* Given task: Give every line of the data below as a JSON list of strings, one string per line, with blank lines left out. Don't include the pictures.

* Entries shown:
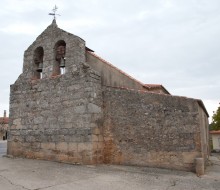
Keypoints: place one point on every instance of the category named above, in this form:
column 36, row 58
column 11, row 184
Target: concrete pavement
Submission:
column 25, row 174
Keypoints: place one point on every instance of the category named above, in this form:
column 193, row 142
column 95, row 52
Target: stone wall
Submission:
column 149, row 129
column 57, row 118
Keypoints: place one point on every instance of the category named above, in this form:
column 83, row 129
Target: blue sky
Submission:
column 168, row 42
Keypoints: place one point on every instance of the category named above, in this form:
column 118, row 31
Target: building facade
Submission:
column 215, row 137
column 72, row 106
column 3, row 126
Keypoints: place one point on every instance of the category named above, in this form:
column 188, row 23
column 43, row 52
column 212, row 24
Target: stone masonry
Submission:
column 71, row 106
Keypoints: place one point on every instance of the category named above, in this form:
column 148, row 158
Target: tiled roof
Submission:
column 156, row 86
column 106, row 62
column 214, row 132
column 148, row 86
column 4, row 120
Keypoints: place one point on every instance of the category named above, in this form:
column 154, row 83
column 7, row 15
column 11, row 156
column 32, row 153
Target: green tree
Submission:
column 215, row 125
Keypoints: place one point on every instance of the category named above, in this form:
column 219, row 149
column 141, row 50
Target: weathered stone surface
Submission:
column 75, row 118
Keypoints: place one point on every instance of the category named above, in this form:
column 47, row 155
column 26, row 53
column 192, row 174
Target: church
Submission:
column 70, row 105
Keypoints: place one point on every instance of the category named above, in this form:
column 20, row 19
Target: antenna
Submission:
column 54, row 14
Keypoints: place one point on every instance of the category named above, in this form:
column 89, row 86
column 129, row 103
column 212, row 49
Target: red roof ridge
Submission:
column 92, row 53
column 215, row 132
column 4, row 120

* Solution for this task:
[
  "Keypoints: place one point on every instance of the category named above, in this form:",
  "column 36, row 58",
  "column 11, row 184",
  "Target: concrete pavement",
  "Submission:",
  "column 25, row 174",
  "Keypoints: place one point on every instance of the category named above, in this form:",
  "column 193, row 142",
  "column 95, row 52",
  "Target: stone wall",
  "Submission:",
  "column 149, row 129",
  "column 57, row 118",
  "Keypoints: place one point on every instance of the category named above, in this form:",
  "column 83, row 129",
  "Target: blue sky",
  "Submission:",
  "column 168, row 42",
  "Keypoints: place one point on every instance of the category named above, in this form:",
  "column 118, row 31",
  "Target: building facade",
  "Submission:",
  "column 215, row 137",
  "column 72, row 106",
  "column 3, row 126",
  "Keypoints: place one point on every instance of the category named above, in this form:",
  "column 188, row 23",
  "column 43, row 52",
  "column 212, row 24",
  "Target: stone masonry",
  "Submission:",
  "column 71, row 106",
  "Keypoints: place one point on every instance of the category named above, in this form:",
  "column 148, row 158",
  "Target: tiled roof",
  "Submission:",
  "column 156, row 86",
  "column 106, row 62",
  "column 214, row 132",
  "column 148, row 86",
  "column 4, row 120",
  "Keypoints: place one point on every instance of the category named above, in this form:",
  "column 154, row 83",
  "column 7, row 15",
  "column 11, row 156",
  "column 32, row 153",
  "Target: green tree",
  "Submission:",
  "column 215, row 125",
  "Keypoints: place one point on every instance of the category named above, in this form:",
  "column 219, row 149",
  "column 141, row 50",
  "Target: weathered stone surface",
  "Submission:",
  "column 75, row 118",
  "Keypoints: place one point on every instance of the category named above, in this form:",
  "column 47, row 155",
  "column 26, row 53",
  "column 192, row 174",
  "Target: church",
  "Submission:",
  "column 70, row 105",
  "Keypoints: place one point on every instance of the category named above, in this form:",
  "column 20, row 19",
  "Target: antenna",
  "Submission:",
  "column 54, row 14",
  "Keypoints: place one point on every instance of the category named above, in this form:",
  "column 89, row 86",
  "column 129, row 103",
  "column 212, row 49",
  "Target: red roof ridge",
  "Submission:",
  "column 92, row 53",
  "column 215, row 132",
  "column 4, row 120"
]